__WHAT THE TASK REQUIRES__:
Can you copy every one of the rows below line for line, with no change to a single character?

[Start SUPPLIED MATERIAL]

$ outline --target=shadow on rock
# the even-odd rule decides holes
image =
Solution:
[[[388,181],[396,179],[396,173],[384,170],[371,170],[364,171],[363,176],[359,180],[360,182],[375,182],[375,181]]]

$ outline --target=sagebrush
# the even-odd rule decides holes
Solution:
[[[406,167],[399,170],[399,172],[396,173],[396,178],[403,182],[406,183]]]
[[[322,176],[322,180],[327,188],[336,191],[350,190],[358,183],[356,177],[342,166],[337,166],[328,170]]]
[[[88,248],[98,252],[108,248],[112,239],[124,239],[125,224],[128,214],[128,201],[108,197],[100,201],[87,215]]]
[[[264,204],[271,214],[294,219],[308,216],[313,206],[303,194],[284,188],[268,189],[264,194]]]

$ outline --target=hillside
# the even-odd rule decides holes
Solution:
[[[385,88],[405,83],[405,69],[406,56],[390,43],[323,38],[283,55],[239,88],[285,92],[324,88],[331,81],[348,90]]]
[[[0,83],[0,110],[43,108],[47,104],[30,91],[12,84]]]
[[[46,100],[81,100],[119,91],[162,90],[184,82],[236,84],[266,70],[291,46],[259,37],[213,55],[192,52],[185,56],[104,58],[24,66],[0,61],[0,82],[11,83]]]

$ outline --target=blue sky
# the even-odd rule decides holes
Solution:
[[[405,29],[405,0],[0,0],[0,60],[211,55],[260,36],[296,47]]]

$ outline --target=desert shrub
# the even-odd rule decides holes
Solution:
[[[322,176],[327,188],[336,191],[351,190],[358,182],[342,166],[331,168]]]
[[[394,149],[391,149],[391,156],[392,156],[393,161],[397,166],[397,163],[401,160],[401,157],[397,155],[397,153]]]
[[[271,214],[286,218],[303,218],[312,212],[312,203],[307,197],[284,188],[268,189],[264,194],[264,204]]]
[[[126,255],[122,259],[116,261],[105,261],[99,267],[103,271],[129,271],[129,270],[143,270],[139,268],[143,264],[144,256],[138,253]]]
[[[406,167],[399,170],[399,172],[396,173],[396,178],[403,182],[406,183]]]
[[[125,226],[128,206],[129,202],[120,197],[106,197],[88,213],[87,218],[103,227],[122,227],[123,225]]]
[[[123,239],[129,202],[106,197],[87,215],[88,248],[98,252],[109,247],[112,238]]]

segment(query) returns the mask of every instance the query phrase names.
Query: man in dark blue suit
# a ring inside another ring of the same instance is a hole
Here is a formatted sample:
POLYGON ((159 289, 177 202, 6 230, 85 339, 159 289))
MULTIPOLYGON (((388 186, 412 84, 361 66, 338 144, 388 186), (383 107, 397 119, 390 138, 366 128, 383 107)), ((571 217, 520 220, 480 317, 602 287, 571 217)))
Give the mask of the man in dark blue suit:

[End SUPPLIED MATERIAL]

__RESPONSE TO THIS EXERCISE__:
$ outline --target=shadow on rock
# the even-odd rule decides holes
image =
Solution:
[[[388,181],[396,179],[396,173],[384,170],[371,170],[364,171],[363,176],[359,180],[360,182],[375,182],[375,181]]]

$ outline --target=sagebrush
# the even-odd rule decides holes
Solution:
[[[406,167],[399,170],[399,172],[396,173],[396,178],[403,182],[406,183]]]
[[[322,176],[322,180],[327,188],[336,191],[350,190],[358,183],[356,177],[342,166],[337,166],[328,170]]]
[[[88,248],[98,252],[108,248],[112,239],[124,239],[125,224],[128,214],[128,201],[108,197],[100,201],[87,215]]]
[[[264,204],[271,214],[294,219],[308,216],[313,206],[303,194],[284,188],[268,189],[264,194]]]

$ outline --target=hillside
# the even-odd rule decides holes
Solution:
[[[385,88],[405,83],[405,69],[406,56],[390,43],[323,38],[283,55],[239,88],[285,92],[324,88],[331,81],[348,90]]]
[[[0,83],[0,110],[43,108],[47,104],[30,91],[12,84]]]
[[[46,100],[81,100],[119,91],[162,90],[184,82],[236,84],[266,70],[291,46],[259,37],[213,55],[192,52],[185,56],[104,58],[24,66],[0,61],[0,82],[11,83]]]

$ outline --target=blue sky
# the even-odd rule decides holes
Solution:
[[[405,29],[405,0],[0,0],[0,60],[211,55],[260,36],[296,47]]]

$ outline --target=desert shrub
# the even-odd rule decides holes
Solution:
[[[322,176],[327,188],[336,191],[351,190],[358,182],[342,166],[331,168]]]
[[[394,149],[391,149],[391,156],[392,156],[393,161],[397,166],[397,163],[401,160],[401,157],[397,155],[397,153]]]
[[[271,214],[286,218],[303,218],[312,212],[312,203],[307,197],[284,188],[268,189],[264,194],[264,204]]]
[[[126,255],[122,259],[116,261],[105,261],[99,267],[103,271],[129,271],[129,270],[143,270],[139,268],[143,264],[144,256],[138,253]]]
[[[406,167],[399,170],[399,172],[396,173],[396,178],[403,182],[406,183]]]
[[[125,226],[128,206],[129,202],[120,197],[106,197],[88,213],[87,218],[103,227],[122,227],[123,225]]]
[[[123,239],[129,202],[106,197],[87,215],[88,248],[98,252],[109,247],[112,238]]]

segment(query) returns the mask of every instance the query phrase names.
Query: man in dark blue suit
# a ring inside another ring of the same instance is a hole
Here is a formatted sample:
POLYGON ((159 289, 177 202, 6 230, 85 339, 159 289))
MULTIPOLYGON (((388 186, 412 84, 361 66, 338 144, 388 186), (383 107, 397 119, 390 138, 366 128, 383 107)), ((571 217, 520 220, 480 317, 602 287, 571 217)))
Give the mask of the man in dark blue suit:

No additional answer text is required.